▶

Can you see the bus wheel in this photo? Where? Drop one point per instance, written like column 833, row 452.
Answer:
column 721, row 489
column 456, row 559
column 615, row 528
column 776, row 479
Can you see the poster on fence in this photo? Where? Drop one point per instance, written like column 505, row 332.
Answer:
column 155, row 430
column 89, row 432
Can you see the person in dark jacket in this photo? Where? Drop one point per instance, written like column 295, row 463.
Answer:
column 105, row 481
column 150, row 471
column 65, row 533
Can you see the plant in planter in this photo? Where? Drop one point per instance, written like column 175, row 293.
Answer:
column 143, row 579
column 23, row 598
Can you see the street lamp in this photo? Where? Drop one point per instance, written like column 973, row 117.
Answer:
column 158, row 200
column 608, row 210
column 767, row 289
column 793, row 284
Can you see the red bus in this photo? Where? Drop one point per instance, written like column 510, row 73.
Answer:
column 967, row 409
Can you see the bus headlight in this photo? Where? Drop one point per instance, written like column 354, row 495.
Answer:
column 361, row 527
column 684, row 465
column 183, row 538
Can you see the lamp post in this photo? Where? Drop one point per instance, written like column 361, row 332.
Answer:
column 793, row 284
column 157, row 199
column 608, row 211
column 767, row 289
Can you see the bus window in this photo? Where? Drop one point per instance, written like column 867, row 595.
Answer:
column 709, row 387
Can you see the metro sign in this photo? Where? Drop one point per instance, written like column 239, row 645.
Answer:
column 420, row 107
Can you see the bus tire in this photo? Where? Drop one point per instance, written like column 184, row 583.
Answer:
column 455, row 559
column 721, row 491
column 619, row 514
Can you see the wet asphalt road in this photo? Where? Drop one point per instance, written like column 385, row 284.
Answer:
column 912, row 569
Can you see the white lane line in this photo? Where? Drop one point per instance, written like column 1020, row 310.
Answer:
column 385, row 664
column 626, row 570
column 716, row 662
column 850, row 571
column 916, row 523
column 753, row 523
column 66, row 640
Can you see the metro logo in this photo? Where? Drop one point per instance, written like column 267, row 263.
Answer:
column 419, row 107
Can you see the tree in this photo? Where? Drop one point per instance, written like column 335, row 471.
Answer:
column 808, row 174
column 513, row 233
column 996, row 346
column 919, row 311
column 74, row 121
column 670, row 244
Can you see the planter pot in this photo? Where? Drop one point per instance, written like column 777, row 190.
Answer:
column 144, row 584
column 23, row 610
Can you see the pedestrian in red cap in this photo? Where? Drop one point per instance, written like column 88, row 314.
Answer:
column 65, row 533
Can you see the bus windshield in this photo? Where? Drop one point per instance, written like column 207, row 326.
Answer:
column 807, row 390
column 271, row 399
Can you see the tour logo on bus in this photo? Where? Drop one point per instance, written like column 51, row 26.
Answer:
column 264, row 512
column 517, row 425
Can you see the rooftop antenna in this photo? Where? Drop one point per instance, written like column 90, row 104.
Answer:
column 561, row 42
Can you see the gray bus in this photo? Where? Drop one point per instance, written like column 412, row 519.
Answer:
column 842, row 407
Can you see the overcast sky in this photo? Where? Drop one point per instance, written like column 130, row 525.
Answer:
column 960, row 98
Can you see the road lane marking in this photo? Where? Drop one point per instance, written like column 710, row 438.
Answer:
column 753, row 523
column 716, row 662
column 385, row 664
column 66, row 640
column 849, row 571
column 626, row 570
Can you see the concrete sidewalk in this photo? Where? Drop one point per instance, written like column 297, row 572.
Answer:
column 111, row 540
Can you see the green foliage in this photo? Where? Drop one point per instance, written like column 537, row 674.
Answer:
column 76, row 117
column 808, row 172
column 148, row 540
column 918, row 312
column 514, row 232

◀

Recast all of the material above as a two-column CSV with the columns input and output, giving one row for each text and its answer. Put every value in a single quoted field, with line breaks replaced by spaces.

input,output
"Can you see the bus wheel in this photo? Where? Drop one point per instance, written like column 833, row 452. Answer:","column 721, row 489 column 456, row 559 column 615, row 528 column 776, row 479"
"Can you see the poster on fence in this photo? Where? Drop one point per instance, written like column 505, row 332. Answer:","column 155, row 430 column 89, row 432"
"Can you see the person in dark jacket in this photo? Where? Drop one point per instance, written like column 295, row 463. Answer:","column 105, row 481 column 150, row 471 column 65, row 533"
"Can you see the plant in planter in this photo? Where? Drop one point per instance, written like column 175, row 293. Answer:","column 143, row 579 column 23, row 598"
"Can you see the street lamp in this photo? Where? Drop one point per instance, written like column 973, row 117. Answer:","column 158, row 200 column 608, row 210 column 767, row 289 column 793, row 284"
"Can you see the red bus in this photo? Where? Drop one point per instance, written like column 510, row 73. Answer:","column 967, row 409"
"Can you see the bus headlight in this photo? Where? Drop one point per instance, written like column 354, row 495. Answer:","column 361, row 527 column 684, row 465 column 183, row 538"
"Can you see the lamp post in this photo? Where? Drop one point per instance, written like column 361, row 332. Answer:","column 793, row 284 column 157, row 199 column 608, row 211 column 767, row 289"
"Can you see the bus window in this photo? Where? Drop one point per instance, written like column 867, row 595. Answer:","column 709, row 387"
"Can you see the metro sign in this photo? Where? Drop one point per instance, written like column 239, row 645. Answer:","column 420, row 107"
"Can you see the bus tire in this photo? Where? Drop one point per instance, written like column 184, row 583. Answer:","column 455, row 559 column 721, row 491 column 619, row 514"
"Can you see the wet asphalt road in this photo? Where? Drop one point per instance, written like column 385, row 284. Answer:","column 912, row 569"
"Can you see the white lane line in this photo? Where? Drop one point per instance, written like column 1020, row 310. Answer:","column 385, row 664 column 626, row 570 column 716, row 662 column 850, row 571 column 916, row 523 column 753, row 523 column 66, row 640"
"Can you see the metro logo in this photo? Where? Drop one point per instance, written like column 267, row 263. Answer:","column 419, row 107"
"Can you see the tree in this photo? Where? Drop one point per instance, written like column 335, row 471. Answer:","column 808, row 174 column 513, row 233 column 996, row 346 column 919, row 311 column 74, row 121 column 670, row 244"
"Can you see the planter pot in this photo? Where? Drop one point per instance, written like column 777, row 190. Answer:","column 144, row 584 column 23, row 610"
"Can you see the pedestrian in red cap in this photo? Where? Drop one point per instance, written like column 88, row 314. Answer:","column 65, row 533"
"Can you see the bus windshield in this photo? Where? Drop one point per instance, written like column 207, row 326. Answer:","column 807, row 390 column 271, row 399"
"Can you see the tour logo on bus in this photo? Where? Drop one point per instance, written like column 51, row 26. Answer:","column 264, row 512 column 517, row 425"
"Can you see the rooftop antenna in this photo? Where? Drop one point per instance, written like column 90, row 104. Answer:","column 561, row 42"
"Can you see the gray bus in this photo? Where? Drop one point per instance, written like column 412, row 519. Answer:","column 842, row 407"
"Can you see the overcast sky in this photo? Where? Drop one point per instance, written like column 130, row 525. Answer:","column 960, row 98"
"Can you see the road lane marking in this photo? Where? Drop one point per instance, written like column 710, row 438. Answer:","column 753, row 523 column 716, row 662 column 385, row 664 column 66, row 640 column 849, row 571 column 626, row 570"
"Can you see the concrete sidewalk in this photo? Where? Drop one point per instance, written like column 297, row 572. Answer:","column 111, row 540"
"Can you see the green foliage in this photo? Where? Drop one point per instance, written like column 537, row 674. Answer:","column 76, row 117 column 808, row 172 column 148, row 540 column 918, row 312 column 514, row 232"